* Start Dataset entries *

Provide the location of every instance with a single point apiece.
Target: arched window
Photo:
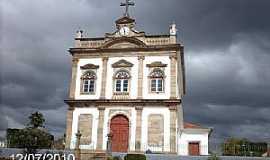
(122, 81)
(157, 80)
(89, 82)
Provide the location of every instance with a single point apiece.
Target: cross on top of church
(127, 4)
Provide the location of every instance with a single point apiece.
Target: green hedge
(135, 157)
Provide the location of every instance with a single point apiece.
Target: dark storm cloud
(227, 58)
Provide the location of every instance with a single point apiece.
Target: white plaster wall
(146, 90)
(185, 138)
(132, 124)
(95, 114)
(82, 62)
(164, 111)
(134, 76)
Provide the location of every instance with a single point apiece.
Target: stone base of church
(92, 155)
(146, 127)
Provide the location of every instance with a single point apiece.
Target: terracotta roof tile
(191, 125)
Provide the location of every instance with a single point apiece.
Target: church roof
(188, 125)
(124, 20)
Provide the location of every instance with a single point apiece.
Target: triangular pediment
(125, 20)
(90, 66)
(156, 64)
(122, 63)
(124, 42)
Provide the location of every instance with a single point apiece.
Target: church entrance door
(120, 133)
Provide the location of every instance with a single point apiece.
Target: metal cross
(127, 4)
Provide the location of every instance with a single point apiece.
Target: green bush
(116, 158)
(135, 157)
(213, 157)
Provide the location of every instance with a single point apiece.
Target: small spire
(79, 34)
(127, 4)
(173, 30)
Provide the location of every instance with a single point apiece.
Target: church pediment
(156, 64)
(125, 20)
(124, 42)
(90, 66)
(122, 63)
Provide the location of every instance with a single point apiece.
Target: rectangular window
(156, 85)
(85, 86)
(89, 86)
(125, 85)
(118, 86)
(159, 85)
(92, 86)
(153, 85)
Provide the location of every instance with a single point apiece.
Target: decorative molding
(122, 63)
(141, 57)
(105, 58)
(139, 107)
(156, 64)
(173, 56)
(124, 20)
(89, 66)
(117, 40)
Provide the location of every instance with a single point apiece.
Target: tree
(33, 136)
(36, 120)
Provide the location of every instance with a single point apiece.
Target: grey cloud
(227, 57)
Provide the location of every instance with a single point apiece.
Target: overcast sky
(227, 58)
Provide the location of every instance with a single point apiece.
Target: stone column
(138, 128)
(100, 127)
(77, 147)
(140, 77)
(104, 77)
(173, 77)
(180, 117)
(69, 120)
(73, 78)
(173, 119)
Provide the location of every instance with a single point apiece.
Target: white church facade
(130, 85)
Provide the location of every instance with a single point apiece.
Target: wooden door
(120, 133)
(194, 148)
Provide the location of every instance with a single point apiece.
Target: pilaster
(140, 77)
(173, 119)
(69, 119)
(104, 77)
(138, 128)
(73, 78)
(173, 77)
(100, 127)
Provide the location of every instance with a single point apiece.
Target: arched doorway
(119, 128)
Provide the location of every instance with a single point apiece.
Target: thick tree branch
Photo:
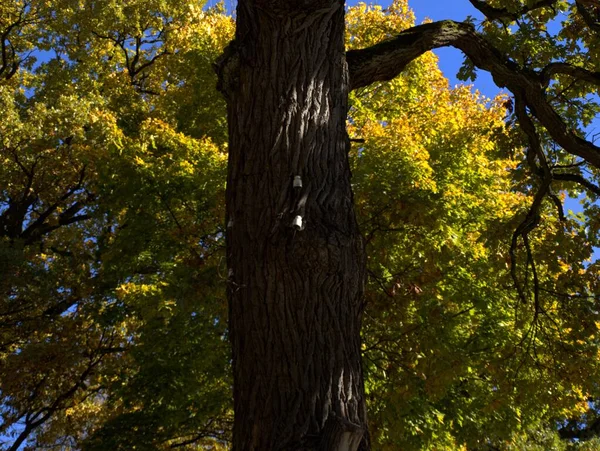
(386, 60)
(566, 69)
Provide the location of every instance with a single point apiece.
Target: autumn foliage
(113, 314)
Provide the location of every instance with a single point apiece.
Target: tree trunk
(295, 255)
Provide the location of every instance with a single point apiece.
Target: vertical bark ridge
(295, 295)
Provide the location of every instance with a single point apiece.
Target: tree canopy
(482, 317)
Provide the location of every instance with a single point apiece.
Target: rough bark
(388, 59)
(295, 291)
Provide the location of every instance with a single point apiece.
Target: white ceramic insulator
(297, 222)
(297, 182)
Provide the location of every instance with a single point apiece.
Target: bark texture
(295, 290)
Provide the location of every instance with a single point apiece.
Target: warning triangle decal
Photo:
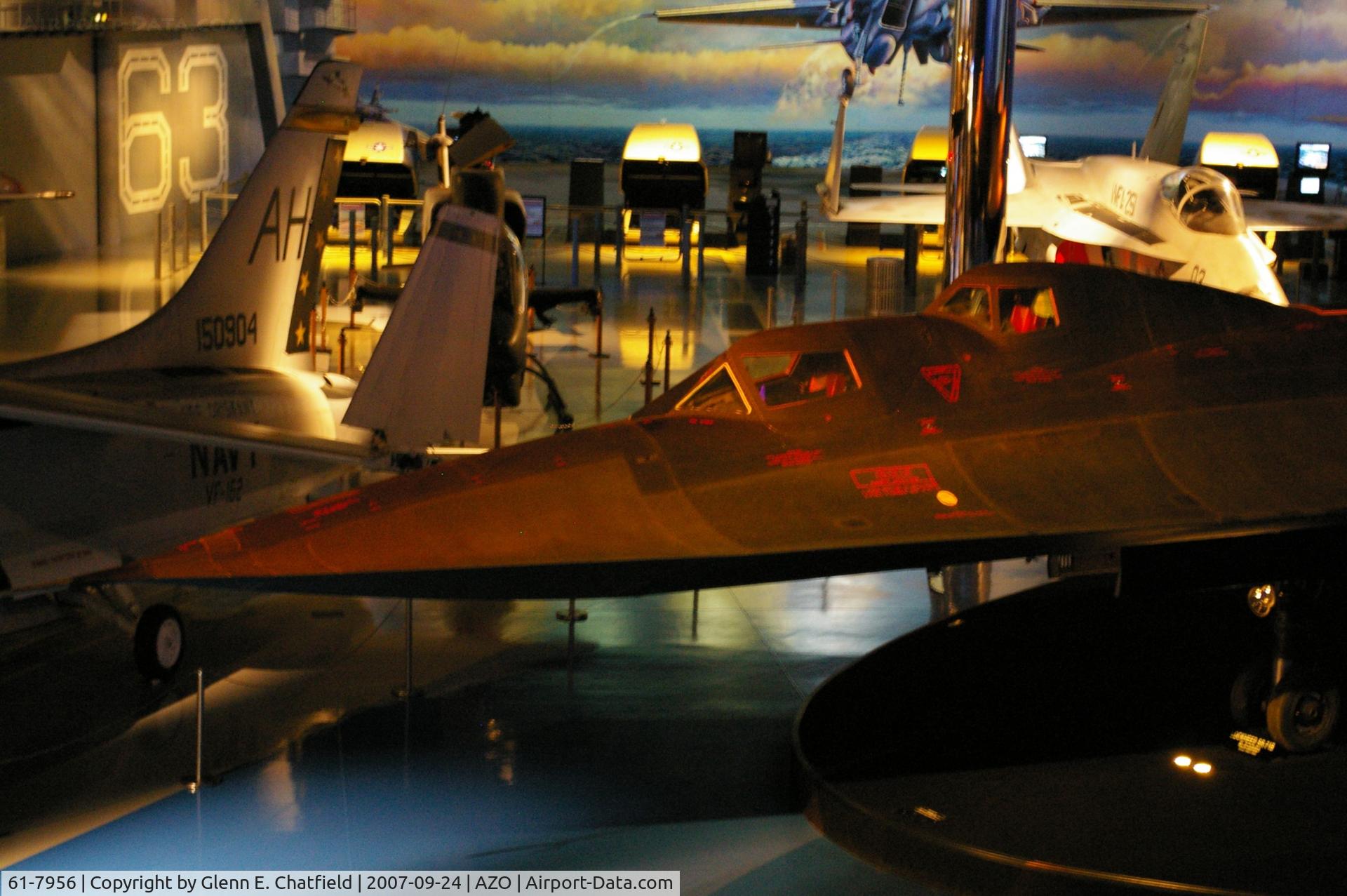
(944, 377)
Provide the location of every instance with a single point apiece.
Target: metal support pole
(802, 243)
(173, 237)
(685, 244)
(575, 250)
(650, 357)
(407, 689)
(201, 728)
(598, 243)
(373, 243)
(598, 332)
(351, 232)
(159, 246)
(701, 251)
(572, 616)
(496, 401)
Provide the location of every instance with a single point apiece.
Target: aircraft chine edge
(1032, 407)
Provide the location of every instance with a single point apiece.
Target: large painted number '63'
(135, 127)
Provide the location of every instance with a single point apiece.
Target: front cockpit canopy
(1206, 201)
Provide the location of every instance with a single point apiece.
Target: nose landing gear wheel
(1303, 718)
(158, 642)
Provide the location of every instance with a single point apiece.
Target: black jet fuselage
(1032, 408)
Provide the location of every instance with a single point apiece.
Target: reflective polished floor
(659, 740)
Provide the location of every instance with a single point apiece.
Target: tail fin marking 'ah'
(1164, 138)
(247, 302)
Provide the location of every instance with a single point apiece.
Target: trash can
(883, 286)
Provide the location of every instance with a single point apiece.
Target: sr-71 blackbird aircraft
(1141, 213)
(1032, 408)
(873, 32)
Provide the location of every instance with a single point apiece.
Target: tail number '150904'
(225, 332)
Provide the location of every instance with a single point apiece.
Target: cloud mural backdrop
(1279, 67)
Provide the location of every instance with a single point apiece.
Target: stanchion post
(650, 357)
(408, 683)
(201, 727)
(159, 246)
(173, 237)
(373, 243)
(697, 600)
(598, 330)
(598, 243)
(685, 244)
(669, 351)
(701, 251)
(575, 250)
(572, 616)
(802, 243)
(351, 232)
(496, 402)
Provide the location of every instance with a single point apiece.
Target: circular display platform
(1068, 740)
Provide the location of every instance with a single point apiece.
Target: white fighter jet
(1141, 213)
(209, 411)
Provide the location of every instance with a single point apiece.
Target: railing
(338, 17)
(62, 17)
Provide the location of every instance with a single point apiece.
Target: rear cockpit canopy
(1206, 201)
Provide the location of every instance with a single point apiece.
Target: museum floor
(659, 740)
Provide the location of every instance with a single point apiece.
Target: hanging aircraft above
(1033, 408)
(1141, 213)
(873, 32)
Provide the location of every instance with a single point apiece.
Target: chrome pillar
(981, 72)
(979, 131)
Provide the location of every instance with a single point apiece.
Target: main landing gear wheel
(1249, 695)
(1303, 718)
(158, 642)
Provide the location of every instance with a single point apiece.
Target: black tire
(159, 642)
(1249, 695)
(1303, 718)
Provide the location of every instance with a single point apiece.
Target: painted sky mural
(1278, 67)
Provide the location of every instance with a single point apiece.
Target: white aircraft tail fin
(1164, 138)
(248, 301)
(424, 382)
(1019, 174)
(830, 192)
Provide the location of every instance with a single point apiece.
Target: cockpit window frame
(1181, 187)
(979, 323)
(739, 389)
(1003, 313)
(795, 360)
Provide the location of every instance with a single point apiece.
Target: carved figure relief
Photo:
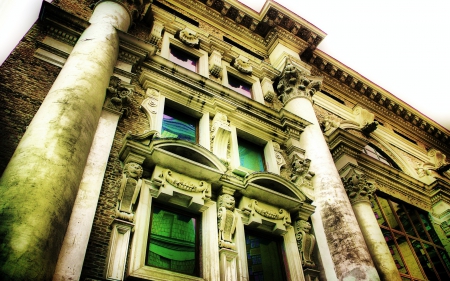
(226, 221)
(295, 83)
(305, 242)
(130, 185)
(118, 97)
(357, 187)
(301, 175)
(188, 37)
(242, 64)
(150, 107)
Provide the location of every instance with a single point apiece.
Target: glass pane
(172, 243)
(240, 86)
(178, 125)
(408, 257)
(423, 259)
(251, 155)
(434, 257)
(183, 58)
(377, 212)
(264, 258)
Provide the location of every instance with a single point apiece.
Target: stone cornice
(186, 87)
(352, 84)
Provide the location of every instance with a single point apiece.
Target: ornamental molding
(295, 83)
(358, 188)
(377, 100)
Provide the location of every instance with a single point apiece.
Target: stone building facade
(201, 140)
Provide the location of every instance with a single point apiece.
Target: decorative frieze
(118, 96)
(357, 187)
(306, 242)
(294, 83)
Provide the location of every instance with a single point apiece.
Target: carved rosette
(294, 83)
(188, 37)
(305, 242)
(357, 188)
(242, 64)
(226, 221)
(118, 96)
(130, 185)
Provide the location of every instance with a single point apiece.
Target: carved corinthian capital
(357, 187)
(293, 83)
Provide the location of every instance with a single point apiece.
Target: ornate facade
(201, 140)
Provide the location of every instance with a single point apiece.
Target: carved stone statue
(130, 185)
(305, 241)
(118, 97)
(226, 221)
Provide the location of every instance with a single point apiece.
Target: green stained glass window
(251, 156)
(183, 58)
(173, 242)
(264, 257)
(178, 125)
(240, 86)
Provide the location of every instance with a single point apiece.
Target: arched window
(378, 154)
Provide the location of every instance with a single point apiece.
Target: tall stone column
(39, 185)
(359, 192)
(349, 254)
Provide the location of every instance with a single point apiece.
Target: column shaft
(375, 241)
(348, 250)
(40, 183)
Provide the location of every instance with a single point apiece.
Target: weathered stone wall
(24, 83)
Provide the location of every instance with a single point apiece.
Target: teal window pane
(264, 258)
(251, 156)
(242, 87)
(183, 58)
(173, 242)
(178, 125)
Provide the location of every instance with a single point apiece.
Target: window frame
(169, 39)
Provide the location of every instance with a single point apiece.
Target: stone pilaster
(360, 191)
(337, 229)
(40, 183)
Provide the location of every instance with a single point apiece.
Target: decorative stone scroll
(301, 175)
(215, 64)
(118, 96)
(260, 212)
(150, 106)
(188, 37)
(226, 221)
(130, 185)
(294, 83)
(156, 33)
(267, 88)
(242, 64)
(180, 189)
(306, 242)
(357, 187)
(220, 136)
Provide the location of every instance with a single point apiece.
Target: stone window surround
(251, 79)
(169, 39)
(267, 145)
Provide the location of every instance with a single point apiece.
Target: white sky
(401, 45)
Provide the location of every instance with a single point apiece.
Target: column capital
(296, 83)
(357, 187)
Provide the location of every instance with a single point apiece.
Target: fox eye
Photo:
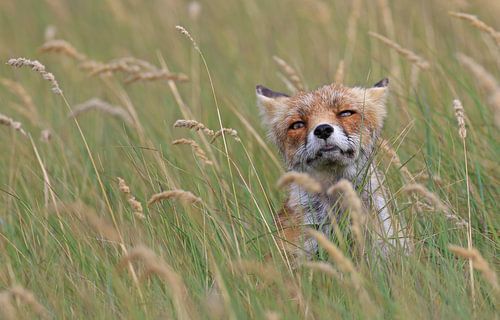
(297, 125)
(346, 113)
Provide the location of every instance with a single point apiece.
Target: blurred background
(53, 188)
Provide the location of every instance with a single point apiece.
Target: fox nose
(323, 131)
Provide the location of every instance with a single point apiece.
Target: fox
(330, 134)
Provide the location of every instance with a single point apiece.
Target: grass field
(78, 242)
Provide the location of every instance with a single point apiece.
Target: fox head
(325, 129)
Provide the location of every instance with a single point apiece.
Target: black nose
(323, 131)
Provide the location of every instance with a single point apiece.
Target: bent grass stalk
(183, 31)
(40, 68)
(462, 132)
(301, 179)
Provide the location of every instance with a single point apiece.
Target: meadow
(108, 210)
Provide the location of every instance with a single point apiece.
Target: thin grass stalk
(462, 132)
(238, 213)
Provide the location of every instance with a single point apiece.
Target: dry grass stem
(103, 106)
(198, 126)
(272, 315)
(301, 179)
(352, 27)
(17, 89)
(386, 147)
(46, 135)
(62, 47)
(7, 310)
(322, 267)
(29, 299)
(290, 73)
(156, 75)
(181, 195)
(194, 10)
(352, 201)
(196, 148)
(37, 67)
(339, 74)
(9, 122)
(265, 272)
(485, 79)
(459, 114)
(434, 200)
(50, 33)
(476, 23)
(479, 263)
(183, 31)
(155, 265)
(346, 266)
(96, 222)
(406, 53)
(229, 131)
(194, 125)
(134, 204)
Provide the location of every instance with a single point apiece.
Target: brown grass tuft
(290, 73)
(434, 200)
(103, 106)
(459, 114)
(181, 195)
(196, 148)
(478, 262)
(9, 122)
(37, 67)
(155, 265)
(301, 179)
(476, 23)
(134, 204)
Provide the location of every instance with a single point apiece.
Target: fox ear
(378, 92)
(269, 101)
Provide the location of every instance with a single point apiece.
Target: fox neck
(318, 207)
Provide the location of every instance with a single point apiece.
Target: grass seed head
(301, 179)
(196, 148)
(181, 195)
(460, 115)
(479, 263)
(103, 106)
(9, 122)
(39, 68)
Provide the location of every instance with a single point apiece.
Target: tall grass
(73, 242)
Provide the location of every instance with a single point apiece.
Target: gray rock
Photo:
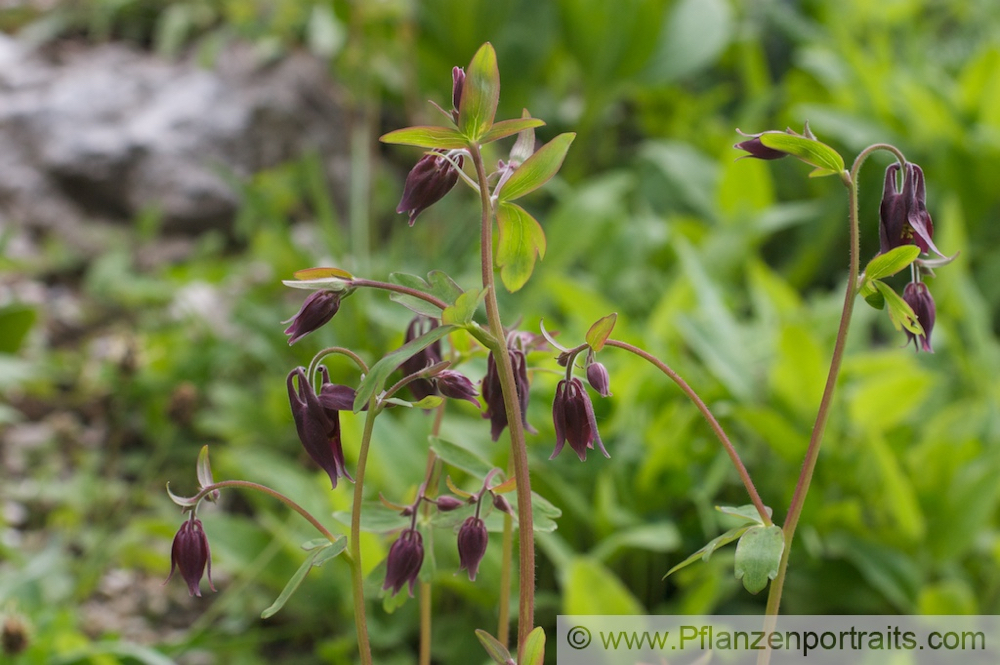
(103, 133)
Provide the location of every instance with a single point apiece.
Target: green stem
(823, 413)
(518, 447)
(357, 574)
(709, 416)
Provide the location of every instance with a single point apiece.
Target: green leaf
(437, 284)
(758, 555)
(747, 512)
(460, 457)
(827, 160)
(505, 128)
(497, 651)
(464, 308)
(480, 94)
(537, 169)
(443, 138)
(888, 264)
(534, 648)
(600, 331)
(900, 312)
(521, 240)
(316, 558)
(375, 380)
(706, 551)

* End Dataset entries *

#### [The problem]
Show each line of the data above that contains the string "pane", copying the whole line. Case matters, so only count exact matches of upper and lower case.

#### [Completed task]
Target: glass pane
Target: teal window pane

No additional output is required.